本文>
══════════════════════════════

生活が便利になる買い物バスで地域の輪をつくりたい
2023.11.08

病院送迎車を有効活用!買い物バスを人がつながる場所に

神奈川 済生会神奈川県病院
Let’s SINC
病院にある送迎用車両の空き時間を、地域の高齢者や妊産婦の困りごと解決に活用する

“買い物難民”を救うネットワークをつくろう!

神奈川県横浜市内でも山坂の多い場所に位置する済生会神奈川県病院。同院を利用する患者さんが住む地域は坂道が多く、高齢者が外出しづらいとことが課題となっていました。

そんな実情を踏まえ、2021年10月からスタートしているのが、地域住民の買い物支援を目的とした無料シャトルバスの運行。町内会や社会福祉協議会と連携して取り組んでいます。医療福祉相談室に所属する医療ソーシャルワーカーの鎌村誠司さんは、シャトルバスの運行は、病院に寄せられた“とある相談”がきっかけだったと話します。

「スタートのちょうど1年前の2020年10月頃、地域包括支援センターの方から、『買い物に不便を感じる高齢者を何とか支援したい』というお話が病院にありました。偶然、当院でも『透析患者用の送迎車両を送迎時間外に有効活用できないだろうか』と考えていたところで、送迎車両を買い物バスとして使うというアイデアが生まれたんです」(鎌村さん)

済生会神奈川県病院医療福祉相談室の鎌村誠司さん(医療ソーシャルワーカー)

当時、同地域では、住民にとって貴重な移動手段だったバス路線の廃止などもあり、いわゆる“買い物難民”とよばれる世帯が増加。日常生活に困難が生じている住民への支援を目的に、まずは坂道の上にある斎藤分町での取り組みがスタートしました。

2021年3月には、斎藤分町南部町内会、社会福祉協議会、地域包括支援センターが協働し、町内会長を代表者とした「買い物支援ネットワーク」を発足。メンバーとして同院も参加し、民生委員、近隣にある神奈川大学の学生ボランティア、社会福祉協議会職員などと一緒に、バスの運行に取り組むことになりました。

買い物支援ネットワークのメンバーで、運行スケジュールについて打ち合わせ

住民のアイデアで楽しい「買い物バス」に

運行ルートは「買い物支援ネットワーク」メンバーが実際に町内を歩いて検討。大学の学生寮や美容室、スーパーマーケットなど、5カ所にバス停留所を設置しました。スケジュールは、神奈川県病院の隣にある大型スーパーまでを1日2往復。 乗車予約の受付は地域の民生委員が、バスの添乗員は大学生ボランティアが担当します。

山坂の多い地域を走る買い物バス

バスの定員はドライバーと添乗員を除く8人。バスの運行について、回覧板や掲示板で地域住民に知らせると、試験運行期間中から、毎回ほぼ満席の状況が続きました。そのため、当初は年度内に4回のみの運行計画でしたが、2022年度からは頻度を増やし、月に1回の運行に増便しています。最近の様子について鎌村さんはこう話します。

══════════════════════════════

データ>
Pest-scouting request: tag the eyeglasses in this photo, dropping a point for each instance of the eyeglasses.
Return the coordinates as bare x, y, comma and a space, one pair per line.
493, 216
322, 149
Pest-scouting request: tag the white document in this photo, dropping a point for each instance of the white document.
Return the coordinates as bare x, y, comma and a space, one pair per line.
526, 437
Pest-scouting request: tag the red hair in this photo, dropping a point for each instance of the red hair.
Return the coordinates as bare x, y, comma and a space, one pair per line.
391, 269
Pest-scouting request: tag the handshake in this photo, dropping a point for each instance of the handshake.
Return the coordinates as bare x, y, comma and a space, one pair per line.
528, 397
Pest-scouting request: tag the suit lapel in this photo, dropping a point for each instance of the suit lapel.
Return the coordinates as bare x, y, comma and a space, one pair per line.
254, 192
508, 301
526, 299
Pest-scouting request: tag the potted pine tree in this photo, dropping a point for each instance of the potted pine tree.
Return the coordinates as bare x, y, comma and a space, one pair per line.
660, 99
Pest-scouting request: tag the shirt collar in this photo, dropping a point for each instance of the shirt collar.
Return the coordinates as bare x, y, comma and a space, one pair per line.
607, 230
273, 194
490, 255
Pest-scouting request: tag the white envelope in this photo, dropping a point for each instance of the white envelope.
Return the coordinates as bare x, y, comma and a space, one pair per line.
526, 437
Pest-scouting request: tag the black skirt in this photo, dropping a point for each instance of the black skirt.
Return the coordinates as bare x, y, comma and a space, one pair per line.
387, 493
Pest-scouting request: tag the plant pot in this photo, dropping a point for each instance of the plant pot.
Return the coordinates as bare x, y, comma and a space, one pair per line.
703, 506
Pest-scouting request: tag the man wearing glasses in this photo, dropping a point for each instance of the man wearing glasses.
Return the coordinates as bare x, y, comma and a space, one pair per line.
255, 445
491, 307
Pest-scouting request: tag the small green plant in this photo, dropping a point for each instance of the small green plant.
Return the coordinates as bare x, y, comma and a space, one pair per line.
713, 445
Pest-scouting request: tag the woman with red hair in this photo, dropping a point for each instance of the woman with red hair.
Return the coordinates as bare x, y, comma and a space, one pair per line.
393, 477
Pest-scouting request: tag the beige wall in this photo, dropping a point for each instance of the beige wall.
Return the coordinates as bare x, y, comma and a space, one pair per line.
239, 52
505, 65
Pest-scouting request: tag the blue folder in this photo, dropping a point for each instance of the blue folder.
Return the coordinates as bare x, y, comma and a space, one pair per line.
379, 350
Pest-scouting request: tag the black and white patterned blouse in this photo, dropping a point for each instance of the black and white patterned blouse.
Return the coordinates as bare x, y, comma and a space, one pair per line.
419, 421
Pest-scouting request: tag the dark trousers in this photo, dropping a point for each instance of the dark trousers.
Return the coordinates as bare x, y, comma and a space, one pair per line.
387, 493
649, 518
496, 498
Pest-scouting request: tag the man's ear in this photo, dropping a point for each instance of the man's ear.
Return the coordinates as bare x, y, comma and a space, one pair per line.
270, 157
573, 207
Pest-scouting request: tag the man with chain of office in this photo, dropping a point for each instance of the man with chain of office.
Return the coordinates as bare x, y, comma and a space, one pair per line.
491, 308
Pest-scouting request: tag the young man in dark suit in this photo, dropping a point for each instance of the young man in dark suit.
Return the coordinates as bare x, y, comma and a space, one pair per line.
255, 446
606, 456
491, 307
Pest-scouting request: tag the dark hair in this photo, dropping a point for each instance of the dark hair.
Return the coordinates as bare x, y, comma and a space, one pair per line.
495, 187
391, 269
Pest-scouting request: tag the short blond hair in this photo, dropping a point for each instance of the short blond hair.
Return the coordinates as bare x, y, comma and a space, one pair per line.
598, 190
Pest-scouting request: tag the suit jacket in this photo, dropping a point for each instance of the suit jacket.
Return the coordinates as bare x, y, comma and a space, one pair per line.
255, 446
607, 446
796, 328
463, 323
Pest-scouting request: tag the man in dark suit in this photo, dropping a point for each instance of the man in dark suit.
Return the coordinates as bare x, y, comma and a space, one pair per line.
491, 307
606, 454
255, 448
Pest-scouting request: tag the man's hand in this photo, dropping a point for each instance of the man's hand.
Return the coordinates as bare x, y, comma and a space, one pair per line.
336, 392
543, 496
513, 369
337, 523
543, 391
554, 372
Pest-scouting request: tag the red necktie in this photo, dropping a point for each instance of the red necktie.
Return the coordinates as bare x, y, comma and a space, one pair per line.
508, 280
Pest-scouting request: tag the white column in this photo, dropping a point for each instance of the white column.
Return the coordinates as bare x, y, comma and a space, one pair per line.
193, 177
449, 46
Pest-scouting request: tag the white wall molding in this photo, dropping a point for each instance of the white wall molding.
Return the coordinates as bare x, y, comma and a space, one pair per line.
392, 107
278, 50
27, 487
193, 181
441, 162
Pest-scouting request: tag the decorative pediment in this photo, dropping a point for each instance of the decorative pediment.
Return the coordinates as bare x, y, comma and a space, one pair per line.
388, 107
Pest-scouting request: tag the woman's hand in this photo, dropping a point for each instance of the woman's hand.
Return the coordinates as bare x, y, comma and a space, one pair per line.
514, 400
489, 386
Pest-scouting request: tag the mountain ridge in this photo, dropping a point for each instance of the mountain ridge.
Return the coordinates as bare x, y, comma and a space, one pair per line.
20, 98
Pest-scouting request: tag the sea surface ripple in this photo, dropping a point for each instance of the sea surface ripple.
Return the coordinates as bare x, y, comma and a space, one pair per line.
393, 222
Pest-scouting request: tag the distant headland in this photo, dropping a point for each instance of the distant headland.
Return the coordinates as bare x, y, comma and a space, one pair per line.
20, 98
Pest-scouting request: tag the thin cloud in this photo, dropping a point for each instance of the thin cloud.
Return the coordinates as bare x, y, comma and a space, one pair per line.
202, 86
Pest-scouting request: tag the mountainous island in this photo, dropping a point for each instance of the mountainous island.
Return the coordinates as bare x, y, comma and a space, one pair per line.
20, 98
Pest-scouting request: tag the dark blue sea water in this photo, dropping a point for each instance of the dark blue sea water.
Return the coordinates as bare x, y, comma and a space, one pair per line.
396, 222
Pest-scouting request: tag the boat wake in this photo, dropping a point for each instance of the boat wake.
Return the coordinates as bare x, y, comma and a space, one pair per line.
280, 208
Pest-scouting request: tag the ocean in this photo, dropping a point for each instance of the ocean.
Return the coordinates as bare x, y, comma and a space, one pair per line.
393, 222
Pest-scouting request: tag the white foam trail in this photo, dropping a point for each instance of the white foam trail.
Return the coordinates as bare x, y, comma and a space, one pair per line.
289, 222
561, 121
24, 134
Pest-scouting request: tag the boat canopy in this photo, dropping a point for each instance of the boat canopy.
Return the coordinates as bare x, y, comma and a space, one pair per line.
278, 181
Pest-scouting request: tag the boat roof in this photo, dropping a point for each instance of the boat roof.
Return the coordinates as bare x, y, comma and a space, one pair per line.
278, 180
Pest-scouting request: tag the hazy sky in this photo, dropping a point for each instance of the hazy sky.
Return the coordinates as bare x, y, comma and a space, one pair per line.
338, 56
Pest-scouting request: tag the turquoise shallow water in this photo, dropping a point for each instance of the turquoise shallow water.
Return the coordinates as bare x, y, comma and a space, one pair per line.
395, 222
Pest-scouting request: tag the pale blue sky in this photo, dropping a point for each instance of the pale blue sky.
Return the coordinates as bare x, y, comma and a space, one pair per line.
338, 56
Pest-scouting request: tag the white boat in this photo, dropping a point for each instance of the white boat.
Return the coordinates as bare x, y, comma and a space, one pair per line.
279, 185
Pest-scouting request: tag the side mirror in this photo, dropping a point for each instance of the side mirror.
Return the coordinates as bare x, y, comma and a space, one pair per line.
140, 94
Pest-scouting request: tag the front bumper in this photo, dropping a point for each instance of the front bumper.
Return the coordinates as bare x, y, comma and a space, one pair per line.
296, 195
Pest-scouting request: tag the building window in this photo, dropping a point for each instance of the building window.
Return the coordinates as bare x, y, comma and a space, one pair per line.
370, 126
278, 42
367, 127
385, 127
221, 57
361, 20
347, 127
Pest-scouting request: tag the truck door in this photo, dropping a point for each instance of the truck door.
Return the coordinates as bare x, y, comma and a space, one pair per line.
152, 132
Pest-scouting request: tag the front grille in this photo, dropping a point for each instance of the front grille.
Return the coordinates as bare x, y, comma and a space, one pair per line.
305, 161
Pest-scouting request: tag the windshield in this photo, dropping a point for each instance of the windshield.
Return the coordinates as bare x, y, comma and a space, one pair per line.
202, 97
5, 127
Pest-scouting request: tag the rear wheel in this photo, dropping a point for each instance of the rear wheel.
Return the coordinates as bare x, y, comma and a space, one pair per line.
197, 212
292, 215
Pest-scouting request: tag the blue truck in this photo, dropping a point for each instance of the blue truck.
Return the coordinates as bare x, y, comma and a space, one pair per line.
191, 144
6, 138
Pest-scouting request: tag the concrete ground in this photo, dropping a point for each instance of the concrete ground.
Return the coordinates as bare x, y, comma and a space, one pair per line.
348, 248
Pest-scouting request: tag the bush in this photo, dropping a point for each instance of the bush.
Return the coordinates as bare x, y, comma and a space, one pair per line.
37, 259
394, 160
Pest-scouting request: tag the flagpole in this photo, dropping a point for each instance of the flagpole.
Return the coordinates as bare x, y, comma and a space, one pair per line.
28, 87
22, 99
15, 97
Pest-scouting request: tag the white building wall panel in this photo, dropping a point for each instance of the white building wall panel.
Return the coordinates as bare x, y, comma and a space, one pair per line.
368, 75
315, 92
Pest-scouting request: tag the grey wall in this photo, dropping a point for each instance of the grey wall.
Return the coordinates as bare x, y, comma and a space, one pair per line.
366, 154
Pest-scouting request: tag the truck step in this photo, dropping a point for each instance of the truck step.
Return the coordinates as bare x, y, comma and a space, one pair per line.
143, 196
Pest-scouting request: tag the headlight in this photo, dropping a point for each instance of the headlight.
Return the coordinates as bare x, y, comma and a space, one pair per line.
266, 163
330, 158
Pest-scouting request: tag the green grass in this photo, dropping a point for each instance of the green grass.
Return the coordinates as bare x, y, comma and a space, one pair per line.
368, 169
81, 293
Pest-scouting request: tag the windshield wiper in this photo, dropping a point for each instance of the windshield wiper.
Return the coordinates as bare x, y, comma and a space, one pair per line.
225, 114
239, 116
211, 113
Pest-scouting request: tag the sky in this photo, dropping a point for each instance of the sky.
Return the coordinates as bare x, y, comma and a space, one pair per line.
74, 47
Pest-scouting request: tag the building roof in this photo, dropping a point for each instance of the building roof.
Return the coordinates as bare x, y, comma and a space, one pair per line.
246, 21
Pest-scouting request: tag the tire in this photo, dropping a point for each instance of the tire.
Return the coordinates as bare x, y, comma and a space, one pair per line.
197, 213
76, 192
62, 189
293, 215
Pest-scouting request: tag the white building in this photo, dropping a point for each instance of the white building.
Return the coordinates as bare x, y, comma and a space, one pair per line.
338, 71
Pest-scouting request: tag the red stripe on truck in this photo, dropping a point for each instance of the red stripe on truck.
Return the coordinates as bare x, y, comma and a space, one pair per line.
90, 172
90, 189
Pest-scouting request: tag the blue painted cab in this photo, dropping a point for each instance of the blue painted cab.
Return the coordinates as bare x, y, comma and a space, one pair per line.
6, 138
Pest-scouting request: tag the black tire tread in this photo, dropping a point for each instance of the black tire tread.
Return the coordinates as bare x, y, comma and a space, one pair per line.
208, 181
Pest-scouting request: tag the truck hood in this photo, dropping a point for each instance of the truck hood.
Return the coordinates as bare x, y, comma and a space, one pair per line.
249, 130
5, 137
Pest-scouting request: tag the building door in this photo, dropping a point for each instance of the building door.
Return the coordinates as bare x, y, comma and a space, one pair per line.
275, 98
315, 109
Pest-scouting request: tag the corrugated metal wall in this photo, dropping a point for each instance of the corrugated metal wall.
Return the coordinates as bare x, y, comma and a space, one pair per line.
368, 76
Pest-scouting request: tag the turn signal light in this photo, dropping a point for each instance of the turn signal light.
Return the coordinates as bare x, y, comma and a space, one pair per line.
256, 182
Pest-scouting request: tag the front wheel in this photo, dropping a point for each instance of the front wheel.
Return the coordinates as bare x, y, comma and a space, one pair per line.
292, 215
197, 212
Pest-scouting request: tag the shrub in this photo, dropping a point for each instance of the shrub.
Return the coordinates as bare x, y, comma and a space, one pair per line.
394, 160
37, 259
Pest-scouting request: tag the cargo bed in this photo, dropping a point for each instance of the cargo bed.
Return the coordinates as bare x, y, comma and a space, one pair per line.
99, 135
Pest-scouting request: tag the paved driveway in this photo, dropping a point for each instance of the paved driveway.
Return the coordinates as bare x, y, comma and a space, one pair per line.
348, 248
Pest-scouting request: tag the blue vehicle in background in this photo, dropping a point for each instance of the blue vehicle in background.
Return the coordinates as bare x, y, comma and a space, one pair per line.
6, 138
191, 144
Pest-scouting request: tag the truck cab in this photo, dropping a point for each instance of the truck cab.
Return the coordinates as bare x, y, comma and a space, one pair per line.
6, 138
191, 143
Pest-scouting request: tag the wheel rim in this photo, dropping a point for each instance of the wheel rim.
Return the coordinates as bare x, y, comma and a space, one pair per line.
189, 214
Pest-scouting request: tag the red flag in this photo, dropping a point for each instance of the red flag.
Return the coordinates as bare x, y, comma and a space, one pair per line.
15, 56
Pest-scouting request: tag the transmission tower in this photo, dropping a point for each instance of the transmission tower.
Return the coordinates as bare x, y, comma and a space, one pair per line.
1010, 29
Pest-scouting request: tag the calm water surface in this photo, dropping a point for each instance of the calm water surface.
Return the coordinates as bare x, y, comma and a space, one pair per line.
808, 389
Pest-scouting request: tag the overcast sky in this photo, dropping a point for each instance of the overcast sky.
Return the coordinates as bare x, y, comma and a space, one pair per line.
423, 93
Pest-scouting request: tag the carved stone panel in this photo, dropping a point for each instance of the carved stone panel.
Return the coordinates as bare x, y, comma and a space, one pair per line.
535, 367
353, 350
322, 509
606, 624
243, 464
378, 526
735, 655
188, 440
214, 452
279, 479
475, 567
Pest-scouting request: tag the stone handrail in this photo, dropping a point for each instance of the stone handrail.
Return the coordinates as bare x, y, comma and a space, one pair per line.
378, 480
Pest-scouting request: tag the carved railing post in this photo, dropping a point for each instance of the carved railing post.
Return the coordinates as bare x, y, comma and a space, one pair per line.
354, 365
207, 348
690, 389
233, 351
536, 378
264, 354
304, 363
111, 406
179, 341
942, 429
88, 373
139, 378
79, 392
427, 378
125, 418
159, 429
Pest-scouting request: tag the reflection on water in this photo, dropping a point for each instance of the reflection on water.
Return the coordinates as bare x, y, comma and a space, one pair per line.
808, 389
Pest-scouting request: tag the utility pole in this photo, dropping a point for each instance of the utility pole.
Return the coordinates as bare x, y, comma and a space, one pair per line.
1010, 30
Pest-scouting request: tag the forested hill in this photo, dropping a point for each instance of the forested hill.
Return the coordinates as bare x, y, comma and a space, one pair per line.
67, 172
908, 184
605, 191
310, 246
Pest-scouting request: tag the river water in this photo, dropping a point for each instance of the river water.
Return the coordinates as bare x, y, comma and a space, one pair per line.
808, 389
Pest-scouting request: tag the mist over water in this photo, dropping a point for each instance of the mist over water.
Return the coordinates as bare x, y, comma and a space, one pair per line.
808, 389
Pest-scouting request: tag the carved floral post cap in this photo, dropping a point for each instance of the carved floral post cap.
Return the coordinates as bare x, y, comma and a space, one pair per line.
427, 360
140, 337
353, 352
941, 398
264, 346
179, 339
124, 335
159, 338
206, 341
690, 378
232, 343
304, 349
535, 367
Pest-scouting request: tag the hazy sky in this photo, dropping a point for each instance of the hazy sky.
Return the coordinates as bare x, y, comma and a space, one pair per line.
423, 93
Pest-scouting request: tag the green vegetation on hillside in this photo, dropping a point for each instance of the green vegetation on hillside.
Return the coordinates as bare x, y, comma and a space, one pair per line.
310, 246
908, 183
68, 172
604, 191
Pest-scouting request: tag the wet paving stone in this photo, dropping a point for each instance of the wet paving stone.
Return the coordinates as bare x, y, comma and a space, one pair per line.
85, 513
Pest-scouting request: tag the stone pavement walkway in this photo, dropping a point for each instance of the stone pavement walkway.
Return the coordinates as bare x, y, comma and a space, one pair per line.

══════════════════════════════

取り組む課題>
- a) 本文について、次の問いに答えなさい。
(i) 地域住民の買い物支援を目的とした無料シャトルバスの運行は、いつから始まったか。
(ii) バス停留所は何カ所に設置されたか。
(iii) ドライバーと添乗員を除くバスの定員は何人か。
- b) 本文の「運行ルートは」で始まる段落を、主な事実を残して箇条書きに書き改めなさい。
- c) 本文から、「運行ルートは「買い物支援ネッ」から「いて鎌村さんはこう話します。」までを、一字も変えずに抜き出しなさい。
上の記録は本文の内容とは関係がありません。

各課題の解答>
- a)
(i) 2021年10月から
(ii) 5カ所
(iii) 8人

- b)
・運行ルート:「買い物支援ネットワーク」のメンバーが実際に町内を歩いて検討
・バス停留所:大学の学生寮、美容室、スーパーマーケットなど5カ所
・スケジュール:神奈川県病院の隣にある大型スーパーまで1日2往復
・乗車予約の受付:地域の民生委員
・バスの添乗員:大学生ボランティア

- c)
運行ルートは「買い物支援ネットワーク」メンバーが実際に町内を歩いて検討。大学の学生寮や美容室、スーパーマーケットなど、5カ所にバス停留所を設置しました。スケジュールは、神奈川県病院の隣にある大型スーパーまでを1日2往復。 乗車予約の受付は地域の民生委員が、バスの添乗員は大学生ボランティアが担当します。

山坂の多い地域を走る買い物バス

バスの定員はドライバーと添乗員を除く8人。バスの運行について、回覧板や掲示板で地域住民に知らせると、試験運行期間中から、毎回ほぼ満席の状況が続きました。そのため、当初は年度内に4回のみの運行計画でしたが、2022年度からは頻度を増やし、月に1回の運行に増便しています。最近の様子について鎌村さんはこう話します。